Passage ->
****

I have 2 pandas dataframes in python which are set up as folows:
Dataframe 1:
ID Paragraph
1 'A B C D E'
2 'A F G H L'
3 'B J P Q W'
4 'G F D S A'
Where Paragraph is a string of multiple words.
Dataframe 2:
ID Name Words
1 First ['A', 'F']
2 Second ['B', 'Z']
3 Thrird ['P', 'Q']
4 Fourth ['H', 'J']
Name is just a string identifying the Words. And Words is a list of strings.
So what I want to do is have an expression that will identify which Paragraphs in Dataframe 1 contain Words from Dataframe 2. And I want to store the Name of the Words in a new column in Dataframe 1. The new column will contain a list of all the Names where a Word from Words occurred in the paragraph. The order does not matter and there must be no duplicates in the list.
For example:
New Dataframe 1:
ID Paragraph Names
1 'A B C D E' [First, Second]
2 'A F G H L' [First, Fourth]
3 'B J P Q W' [Second, Third, Fourth]
4 'G F D S A' [First]
I can only make a solution that has deeply nested for loops and takes a very long time to execute. Is there a solution that has a shorter computation time my thinking is maybe using loc and/or lambda functions.

****

Material provided ->
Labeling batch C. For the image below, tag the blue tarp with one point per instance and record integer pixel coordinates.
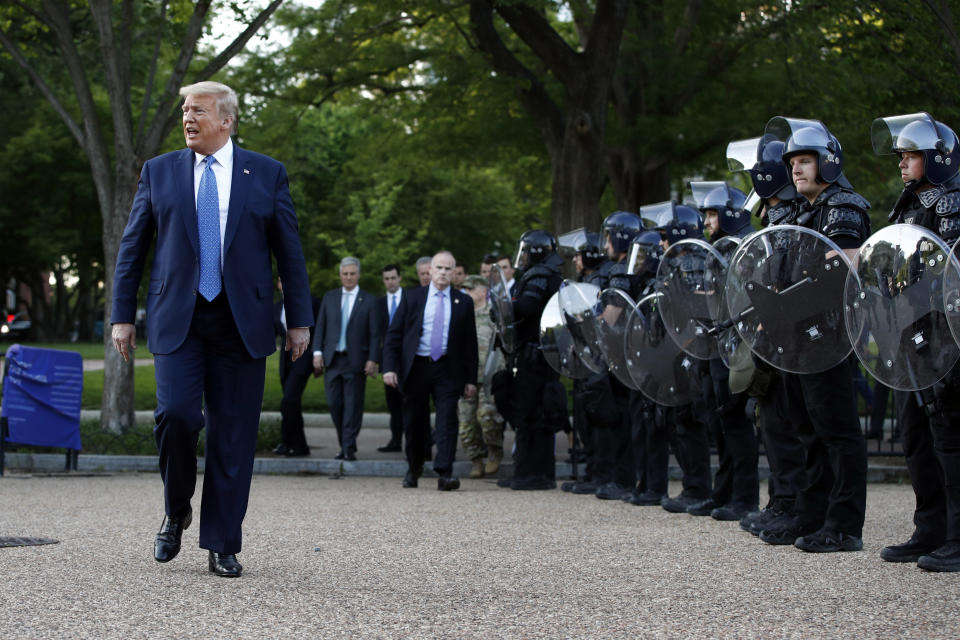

****

The task ->
Write the next part of the post above about tagging pandas paragraphs with matching word-list names, picking up after its final sentence.

Exercise response ->
Any help would be greatly appreciated!
Let me know if there is anything I need to clarify.
English is not my first language so I can try explain more if I need to.
Thank you
Here is the code for the dummy dataframes:
data_1 = {'Paragraph': ['A B C D E', 'A F G H L', 'B J P Q W', 'G F D S A']}
df_1 = pd.DataFrame(data_1)
data_2 = {'Name': ['First', 'Second', 'Third', 'Fourth'],
'Words': [['A', 'F'], ['B', 'Z'], ['P', 'Q'], ['H', 'J']]}
df_2 = pd.DataFrame(data_2)